Set exercise: Give a verbatim repeat of the lines that run from the line containing "and white striped" to the end of the data below.

[Records from a data source]
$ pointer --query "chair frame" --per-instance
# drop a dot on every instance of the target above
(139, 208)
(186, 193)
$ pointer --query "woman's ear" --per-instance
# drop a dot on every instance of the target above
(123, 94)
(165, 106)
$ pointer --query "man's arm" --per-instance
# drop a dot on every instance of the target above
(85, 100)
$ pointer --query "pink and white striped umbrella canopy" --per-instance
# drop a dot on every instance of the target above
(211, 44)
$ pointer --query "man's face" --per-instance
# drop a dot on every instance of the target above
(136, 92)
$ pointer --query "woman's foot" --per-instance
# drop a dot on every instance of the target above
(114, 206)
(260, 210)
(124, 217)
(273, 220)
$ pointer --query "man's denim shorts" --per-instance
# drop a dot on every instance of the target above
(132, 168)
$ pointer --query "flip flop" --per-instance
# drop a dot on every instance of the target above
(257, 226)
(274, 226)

Output below:
$ pointer --query "pink and white striped umbrella canopy" --per-instance
# drop a dot on every instance of the target above
(211, 44)
$ pointer --query "man's face" --per-instance
# drop a dot on every instance of the target above
(136, 92)
$ pointer --query "woman's foot" --per-instance
# drop a dot on every instance of the target above
(114, 206)
(260, 210)
(124, 217)
(273, 220)
$ pointer --query "man's denim shorts" --per-instance
# drop a dot on every instance of the target above
(132, 168)
$ pointer --query "flip flop" --per-instance
# drop a dot on every instance of the target above
(257, 226)
(274, 226)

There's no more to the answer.